→ **TO-DO LIST**
(1) In the piece on good thinking, which chapter of Speer's book is being shared?
(2) Write the next few paragraphs of the piece on good thinking, picking up right after its last line.

→ **EXTRACTED TEXT**
>> begin

“…for the most part it is the good which needs to be brought out, and we can easily find it and bring it out if we wish.” -Robert Speer
Imagine someone giving you the gift of a report of all of the news, video streaming, YouTube clips, books, and Bible passages that you turned to throughout the year. Would the results be what you wanted them to be? Did all of that content that you returned to again and again, facilitate the kind of life that you want to live?
Those are the questions that went through my mind when my son took my cell phone and showed me my Unwrapped Spotify results for the year. It was really interesting to find out the artists, the albums, and the style of music that I listened to most frequently throughout the year. But would I be as happy with a report about the other content I spent my time with?
“The Habit of Good Thinking” is one of my favorite chapters in Speer’s book. It surfaces a power that all of us have but few of us use. When I look back on the year I realize how much time I have spent watching and reading what others have decided is most important for me. As a result I have begun to think their thoughts after them. Speer urges us to creatively curate our own content so that we are we focusing on the things that will shape and mold us in a way that makesgoodhappen.
I am excited to share this chapter with you. I hope it inspires you as it has me.
So without further ado, here is Chapter 6: The Habit of Good Thinking.
I. The Goal of Good Thinking
What do you think about?
“He was an essentially pure-minded man,” said Edward Caird of his brother John Caird, the head of the University of Glasgow and one of the greatest speakers and scholars of his day, “to whom no one could speak of anything doubtful or equivocal.”1 He was a thinking man and he thought of good things, and his good thinking shaped his character and gave him a good defense against all that was unworthy and base. Such things stayed away from the man whose mind was always busy and always clean.
II. Ridding Ourselves of Bad Thoughts
What do you do to change what you think about?

>> end

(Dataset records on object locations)

>> begin

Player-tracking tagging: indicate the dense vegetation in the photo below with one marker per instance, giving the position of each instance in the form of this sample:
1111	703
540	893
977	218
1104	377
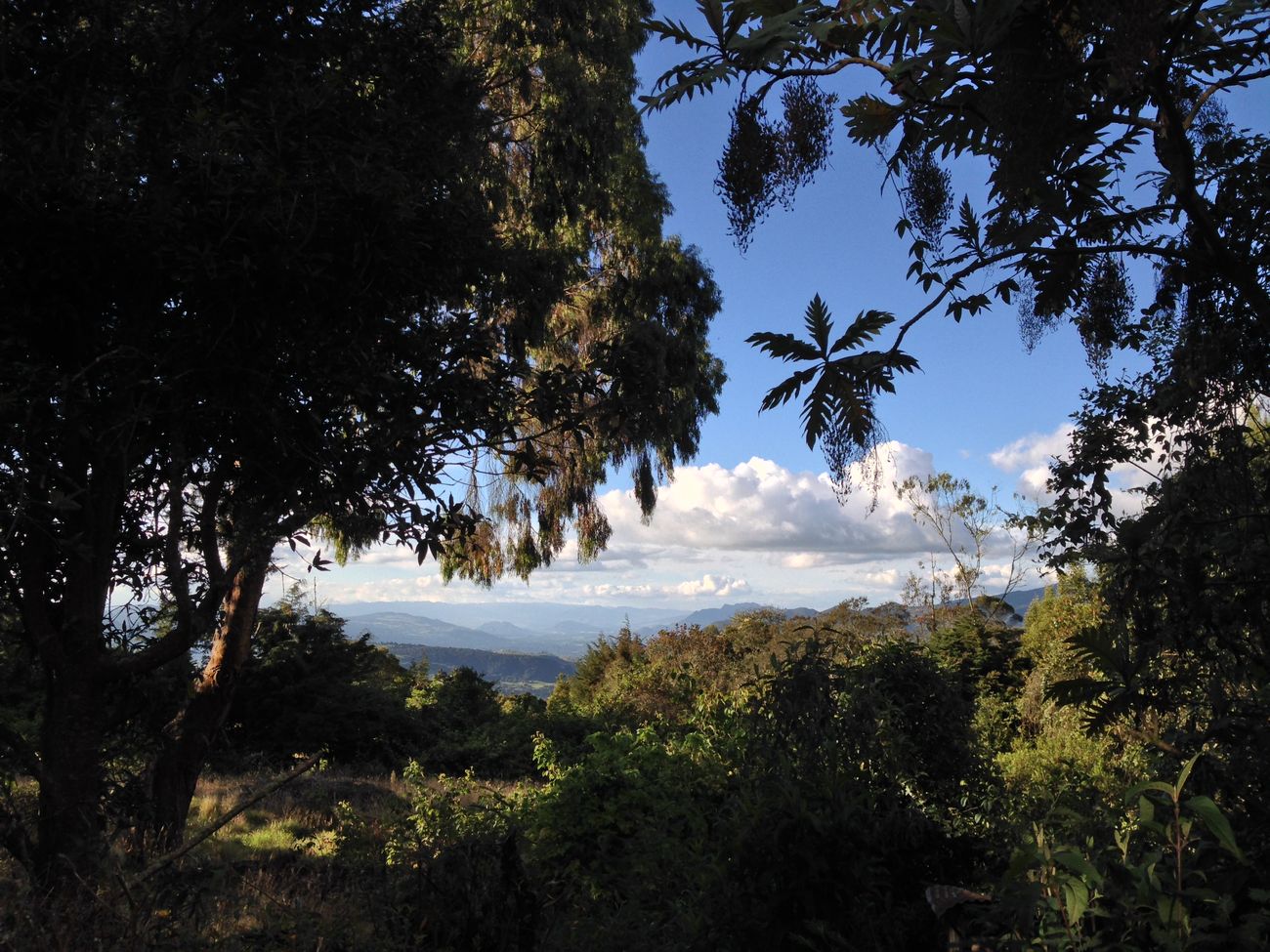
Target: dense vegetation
770	783
282	273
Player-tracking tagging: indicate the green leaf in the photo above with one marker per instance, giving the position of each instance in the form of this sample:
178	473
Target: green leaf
818	324
1079	864
1214	820
1185	774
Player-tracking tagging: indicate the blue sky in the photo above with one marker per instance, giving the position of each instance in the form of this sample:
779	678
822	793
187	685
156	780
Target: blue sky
754	518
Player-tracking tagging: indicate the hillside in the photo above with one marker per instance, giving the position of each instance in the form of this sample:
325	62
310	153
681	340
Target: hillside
513	673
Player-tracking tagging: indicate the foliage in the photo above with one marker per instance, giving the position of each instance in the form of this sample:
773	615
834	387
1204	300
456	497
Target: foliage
392	270
465	724
1172	879
309	688
1061	102
1179	651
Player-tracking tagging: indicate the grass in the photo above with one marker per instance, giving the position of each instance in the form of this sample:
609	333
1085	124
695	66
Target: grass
290	874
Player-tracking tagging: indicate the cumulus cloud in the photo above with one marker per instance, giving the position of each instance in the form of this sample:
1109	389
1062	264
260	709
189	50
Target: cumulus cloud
762	507
706	587
1033	451
1029	460
720	585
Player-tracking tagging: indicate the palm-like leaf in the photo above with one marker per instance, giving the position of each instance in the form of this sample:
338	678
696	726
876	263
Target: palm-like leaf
841	389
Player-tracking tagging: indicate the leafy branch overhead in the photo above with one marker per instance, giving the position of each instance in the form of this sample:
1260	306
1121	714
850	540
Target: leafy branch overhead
842	389
1105	139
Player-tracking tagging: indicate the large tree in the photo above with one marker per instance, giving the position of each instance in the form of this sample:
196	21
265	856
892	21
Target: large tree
392	269
1105	140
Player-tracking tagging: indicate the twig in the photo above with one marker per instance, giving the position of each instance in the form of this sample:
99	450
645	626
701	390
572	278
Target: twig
304	766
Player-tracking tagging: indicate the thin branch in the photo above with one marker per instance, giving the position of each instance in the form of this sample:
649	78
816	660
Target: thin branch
207	832
1228	83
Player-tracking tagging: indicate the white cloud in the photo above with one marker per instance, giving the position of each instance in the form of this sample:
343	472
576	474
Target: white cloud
705	587
1033	451
761	507
1030	457
720	585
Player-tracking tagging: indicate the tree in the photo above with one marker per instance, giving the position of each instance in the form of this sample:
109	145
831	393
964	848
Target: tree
968	527
1063	102
310	688
300	265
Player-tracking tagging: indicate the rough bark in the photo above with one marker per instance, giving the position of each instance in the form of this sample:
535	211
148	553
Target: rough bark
71	826
189	736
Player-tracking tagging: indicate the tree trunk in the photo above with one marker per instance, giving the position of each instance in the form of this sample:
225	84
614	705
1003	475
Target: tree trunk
71	824
190	735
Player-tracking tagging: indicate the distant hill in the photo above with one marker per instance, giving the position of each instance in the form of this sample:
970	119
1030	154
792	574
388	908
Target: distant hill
725	613
402	629
513	673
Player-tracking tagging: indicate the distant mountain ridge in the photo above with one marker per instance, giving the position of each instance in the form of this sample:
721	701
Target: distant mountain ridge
534	629
512	673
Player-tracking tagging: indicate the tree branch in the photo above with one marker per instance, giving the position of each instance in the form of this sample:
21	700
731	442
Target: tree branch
207	832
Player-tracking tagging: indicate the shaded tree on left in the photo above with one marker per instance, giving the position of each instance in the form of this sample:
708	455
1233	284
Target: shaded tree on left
277	265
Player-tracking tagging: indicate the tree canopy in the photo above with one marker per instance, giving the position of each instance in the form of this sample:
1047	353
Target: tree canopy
392	269
1105	139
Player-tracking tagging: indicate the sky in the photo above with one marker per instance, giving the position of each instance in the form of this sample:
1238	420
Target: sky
754	518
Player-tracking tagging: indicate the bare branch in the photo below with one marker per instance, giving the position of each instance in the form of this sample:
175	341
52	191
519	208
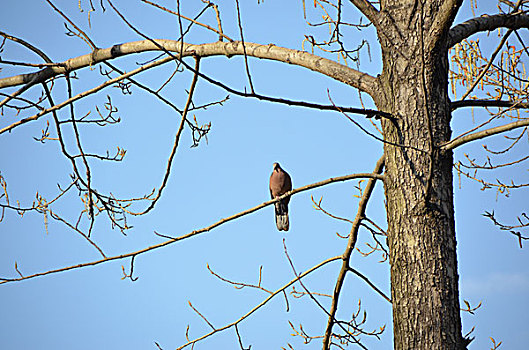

>> end

→ **RESPONSES PER TASK**
(1) Chapter 6: The Habit of Good Thinking.

(2)
The habit of good thinking is one of the most necessary habits to acquire. We have to think. We can only choose what we will think about and how we will think, whether carefully and consecutively or in disorder and at random. What we think about is the first thing. “I do not know what to do,” said a student in one of our colleges. “My father is one of the best men and my grandfather was a noble man before him, and yet I have such bad thoughts in my mind. I am ashamed of them, and I want to get rid of them.” There is good hope that the boy who is ashamed of bad thoughts can get rid of them. If we despise them, and try to make it uncomfortable for them, they will soon go away of their own accord. And we can do this best, not by dwelling upon the wrong thoughts, but by refusing to dwell upon them, by turning the mind, instead, at once to good things. “Try thinking about Christ whenever a bad thought comes,” one friend advised another as they sat and talked under the trees on a hill overlooking a river in North Carolina. “Let me hear how the plan works after you have tried it.” In due time he had the simple answer: “I have tried it. It works.”
III. Collecting Good Thoughts
What does your collection of good thoughts include?
Each one of us should have a stock of good thoughts - of places where we have been, of great games we have seen or played in, of rivers where we have fished or forests we have hunted in, of great men we have seen, of books we have read, of bits of poetry or pictures of real deeds of heroism, or of problems of life or politics. These we should have at hand, so as to be able to draw on them at any moment, and thus never be alone with only wasteful or harmful thoughts. And each time we have to make a choice between the thoughts that help and those that harm, we need only to say, “Now which thoughts are the right ones?” and think these alone.
“…brothers and sisters, whatever is true, whatever is noble, whatever is right, whatever is pure, whatever is lovely, whatever is admirable – if anything is excellent or praiseworthy – think about such things.” 2
IV. A Study Of Character
-Whose character do you seek to emulate?
But some say it is hard to control thought. It is at first. That is why the law of habit must be used in the matter of thoughts. Character will show itself in the firm control of our thoughts, and on the other hand, the firm control of our thoughts will breed solid character. We can see this clearly in Mr. Gladstone.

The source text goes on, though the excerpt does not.